WAT TE DOEN: Welke regels in het materiaal hieronder bevatten de tekenreeks "dirt"? Geef elk van die regels volledig en ongewijzigd terug.

Gegevens van gelabelde punten:
_ _ _
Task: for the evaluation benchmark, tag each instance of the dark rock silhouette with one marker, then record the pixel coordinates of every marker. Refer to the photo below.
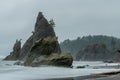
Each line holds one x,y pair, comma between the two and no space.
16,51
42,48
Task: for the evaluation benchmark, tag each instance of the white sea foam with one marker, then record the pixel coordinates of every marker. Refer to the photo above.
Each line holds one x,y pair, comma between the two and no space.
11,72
_ _ _
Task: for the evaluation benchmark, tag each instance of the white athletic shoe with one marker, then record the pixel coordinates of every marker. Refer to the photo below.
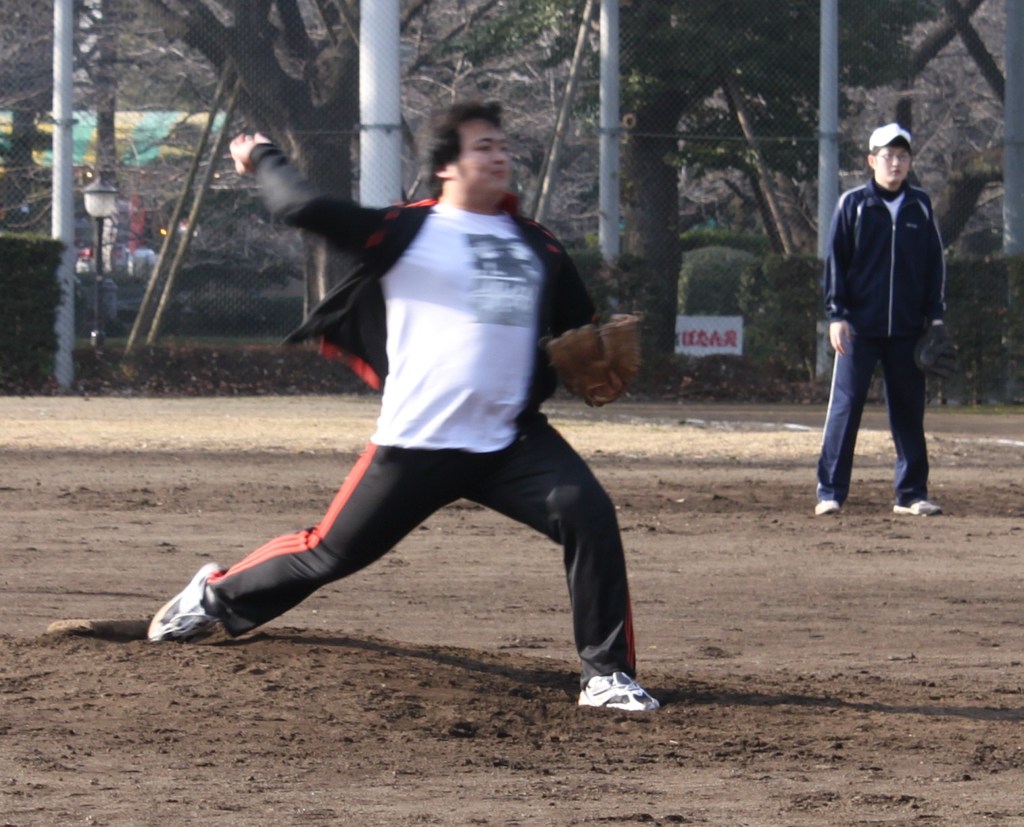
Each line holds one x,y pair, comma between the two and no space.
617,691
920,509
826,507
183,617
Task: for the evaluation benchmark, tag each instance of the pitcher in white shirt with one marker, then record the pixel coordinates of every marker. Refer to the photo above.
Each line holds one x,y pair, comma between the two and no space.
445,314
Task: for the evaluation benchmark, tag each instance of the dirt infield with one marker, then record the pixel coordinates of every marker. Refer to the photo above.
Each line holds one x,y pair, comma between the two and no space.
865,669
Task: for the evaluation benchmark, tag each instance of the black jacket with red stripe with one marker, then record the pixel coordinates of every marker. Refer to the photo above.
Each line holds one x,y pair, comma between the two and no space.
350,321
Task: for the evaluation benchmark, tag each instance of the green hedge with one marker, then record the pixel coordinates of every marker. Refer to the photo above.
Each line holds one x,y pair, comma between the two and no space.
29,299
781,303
_ _ _
SCHRIFTELIJK ANTWOORD:
Task: for the evaluation benchmark, tag each instance of the dirt infield with one marker, then record the pixel coordinates of every marker. Refer to the photo above.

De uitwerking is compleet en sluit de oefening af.